Given task a:
Rewrite the items from the data source below with every "expected layout" changed to "required format", leaving everything else untouched.

A 2000 study called “Trading is Hazardous to Your Wealth: The Common Stock Investment Performance of Individual Investors” evaluated 66,465 U.S. households that held stocks from 1991 to 1996. The households that traded most averaged an 11.4% annual return during a period where the overall market gained 17.9%. These lower returns were attributed to overconfidence.

A 2014 paper (revised 2019) titled “Learning Fast or Slow?” analyzed the complete transaction history of the Taiwan Stock Exchange between 1992 and 2006. It looked at the ongoing performance of day traders in this sample, and found that 97% of day traders can expect to lose money from trading, and more than 90% of all day trading volume can be traced to investors who predictably lose money. Additionally, it tied the behavior of gamblers and drivers who get more speeding tickets to overtrading, and cited studies showing that legalized gambling has an inverse effect on trading volume.

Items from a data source
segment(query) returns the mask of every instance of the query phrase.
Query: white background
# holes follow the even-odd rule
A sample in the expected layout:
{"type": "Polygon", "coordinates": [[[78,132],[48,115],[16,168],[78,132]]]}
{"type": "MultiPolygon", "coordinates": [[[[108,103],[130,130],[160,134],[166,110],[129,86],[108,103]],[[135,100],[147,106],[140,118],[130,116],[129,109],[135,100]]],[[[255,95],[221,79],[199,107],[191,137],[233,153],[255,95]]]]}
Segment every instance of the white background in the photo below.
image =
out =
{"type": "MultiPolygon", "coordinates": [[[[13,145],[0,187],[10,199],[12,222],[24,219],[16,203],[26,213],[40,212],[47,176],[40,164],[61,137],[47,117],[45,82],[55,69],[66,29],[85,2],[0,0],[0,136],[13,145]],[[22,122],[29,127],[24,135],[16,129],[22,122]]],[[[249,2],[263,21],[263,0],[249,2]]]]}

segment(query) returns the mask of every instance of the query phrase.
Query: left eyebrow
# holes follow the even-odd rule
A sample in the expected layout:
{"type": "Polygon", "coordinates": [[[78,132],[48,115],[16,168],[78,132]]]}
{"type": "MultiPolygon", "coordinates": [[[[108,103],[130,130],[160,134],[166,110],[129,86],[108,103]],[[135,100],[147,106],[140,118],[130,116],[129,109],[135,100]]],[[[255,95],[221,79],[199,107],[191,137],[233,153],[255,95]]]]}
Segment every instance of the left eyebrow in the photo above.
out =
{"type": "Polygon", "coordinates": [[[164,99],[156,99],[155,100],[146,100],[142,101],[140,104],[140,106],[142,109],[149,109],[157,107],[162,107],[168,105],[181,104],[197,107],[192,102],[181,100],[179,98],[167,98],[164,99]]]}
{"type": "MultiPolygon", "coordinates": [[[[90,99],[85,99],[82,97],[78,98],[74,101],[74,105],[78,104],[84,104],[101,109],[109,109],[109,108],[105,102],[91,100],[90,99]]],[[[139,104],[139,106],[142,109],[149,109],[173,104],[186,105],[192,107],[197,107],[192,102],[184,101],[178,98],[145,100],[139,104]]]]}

Given task b:
In the passage on stock trading studies, what percentage of day traders did the 2014 paper find can expect to lose money from trading?

Expected output a:
segment(query) returns the mask of every instance of the query phrase.
Query: white background
# holes follow the even-odd rule
A sample in the required format:
{"type": "Polygon", "coordinates": [[[78,132],[48,115],[16,168],[78,132]]]}
{"type": "MultiPolygon", "coordinates": [[[[108,103],[130,130],[160,134],[166,110],[129,86],[108,103]],[[135,100],[147,106],[140,118],[130,116],[129,109],[135,100]]],[[[255,95],[221,79],[199,107],[191,137],[233,153],[255,95]]]]}
Segment every instance of the white background in the photo below.
image =
out =
{"type": "MultiPolygon", "coordinates": [[[[13,145],[0,187],[10,199],[12,222],[24,219],[16,203],[26,213],[40,212],[47,176],[40,164],[61,137],[47,117],[45,82],[55,69],[66,29],[85,2],[0,0],[0,136],[13,145]],[[22,122],[29,127],[24,135],[16,129],[22,122]]],[[[249,2],[263,21],[263,0],[249,2]]]]}

segment(query) returns the mask of every instance of the query phrase.
Query: left eyebrow
# holes follow the even-odd rule
A sample in the required format:
{"type": "Polygon", "coordinates": [[[78,132],[48,115],[16,168],[78,132]]]}
{"type": "MultiPolygon", "coordinates": [[[[108,103],[130,130],[160,134],[166,110],[129,86],[108,103]],[[135,100],[147,106],[140,118],[130,116],[129,109],[135,100]]],[[[255,95],[221,79],[199,107],[191,137],[233,153],[255,95]]]]}
Segment every instance of the left eyebrow in the photo above.
out =
{"type": "Polygon", "coordinates": [[[164,99],[156,99],[155,100],[146,100],[142,101],[140,104],[140,106],[142,109],[149,109],[157,107],[162,107],[168,105],[181,104],[197,107],[192,102],[181,100],[179,98],[167,98],[164,99]]]}
{"type": "MultiPolygon", "coordinates": [[[[90,99],[85,99],[82,97],[78,98],[74,101],[74,105],[78,104],[84,104],[101,109],[109,109],[109,108],[105,102],[91,100],[90,99]]],[[[139,104],[139,106],[142,109],[149,109],[173,104],[186,105],[192,107],[197,107],[192,102],[184,101],[178,98],[145,100],[139,104]]]]}

Expected output b:
97%